--- PASSAGE FOR REVIEW ---
+++
Northwest Kidney Centers
- Northwest Kidney Centers’ kidney resource center at 700 Broadway, Seattle, Washington, includes a dialysis museum
- Type: Non-profit organization
- Industry: Health care
- Founded: Seattle, Washington, United States (1962)
- Founder: Dr. Belding H. Scribner Dr. James W. Haviland
- Headquarters: Seattle, Washington, United States
- Area served: King County and Clallam County, Washington
- Key people: Rebecca Fox (President and CEO) Matthew Rivara, MD (Chief Medical Officer)
- Website: nwkidney.org

= Northwest Kidney Centers =

US non-profit kidney dialysis provider

Northwest Kidney Centers is a regional, not-for-profit community-based provider of kidney dialysis, public health education, and research into the causes and treatments of chronic kidney disease. Established in Seattle in 1962, it was the world's first out-of-hospital dialysis provider. It offers dialysis throughout the greater Seattle area in 20 free-standing clinics, eight hospitals and its home dialysis program. It opened its first clinic in Everett in 2020, the organization's first in Snohomish county.
+++
--- DATA ---

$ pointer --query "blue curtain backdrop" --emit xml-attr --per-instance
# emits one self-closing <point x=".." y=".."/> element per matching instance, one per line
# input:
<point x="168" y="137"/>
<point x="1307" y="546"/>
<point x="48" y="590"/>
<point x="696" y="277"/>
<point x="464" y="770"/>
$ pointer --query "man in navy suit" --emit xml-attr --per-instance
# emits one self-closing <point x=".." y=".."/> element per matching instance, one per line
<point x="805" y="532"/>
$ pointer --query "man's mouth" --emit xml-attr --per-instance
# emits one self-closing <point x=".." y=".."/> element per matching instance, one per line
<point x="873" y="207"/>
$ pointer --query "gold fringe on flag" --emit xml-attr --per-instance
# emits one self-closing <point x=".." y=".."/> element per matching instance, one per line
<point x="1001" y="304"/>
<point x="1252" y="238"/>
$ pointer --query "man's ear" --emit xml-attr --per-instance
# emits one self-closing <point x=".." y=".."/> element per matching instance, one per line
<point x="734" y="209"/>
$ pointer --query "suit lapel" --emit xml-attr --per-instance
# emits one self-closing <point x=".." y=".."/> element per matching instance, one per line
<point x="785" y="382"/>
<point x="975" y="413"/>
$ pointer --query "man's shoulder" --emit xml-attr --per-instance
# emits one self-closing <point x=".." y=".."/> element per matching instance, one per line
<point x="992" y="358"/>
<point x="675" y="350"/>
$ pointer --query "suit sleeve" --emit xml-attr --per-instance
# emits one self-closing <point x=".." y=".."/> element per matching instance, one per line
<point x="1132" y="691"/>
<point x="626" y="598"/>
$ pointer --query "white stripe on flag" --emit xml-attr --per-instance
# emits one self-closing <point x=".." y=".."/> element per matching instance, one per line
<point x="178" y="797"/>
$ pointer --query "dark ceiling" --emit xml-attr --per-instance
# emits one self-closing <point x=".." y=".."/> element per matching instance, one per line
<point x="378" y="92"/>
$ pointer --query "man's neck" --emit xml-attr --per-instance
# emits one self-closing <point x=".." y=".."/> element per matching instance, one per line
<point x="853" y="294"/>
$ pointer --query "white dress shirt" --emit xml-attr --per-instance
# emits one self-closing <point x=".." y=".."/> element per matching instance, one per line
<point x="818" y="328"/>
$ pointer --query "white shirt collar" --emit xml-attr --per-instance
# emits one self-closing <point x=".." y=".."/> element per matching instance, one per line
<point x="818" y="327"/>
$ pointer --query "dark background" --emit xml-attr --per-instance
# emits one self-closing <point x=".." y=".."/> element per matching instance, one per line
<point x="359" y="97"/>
+++
--- PROBLEM TO SOLVE ---
Using the Northwest Kidney Centers passage, answer each of the following:
1. Who are listed as the founders of the organization?
2. How many free-standing clinics does it operate in the greater Seattle area?
3. In which city and in what year did it open its first clinic in Snohomish County?
The items on this page have no connection to the Northwest Kidney Centers passage.

--- RESPONSE ---
1. Dr. Belding H. Scribner and Dr. James W. Haviland.
2. Twenty.
3. Everett, in 2020.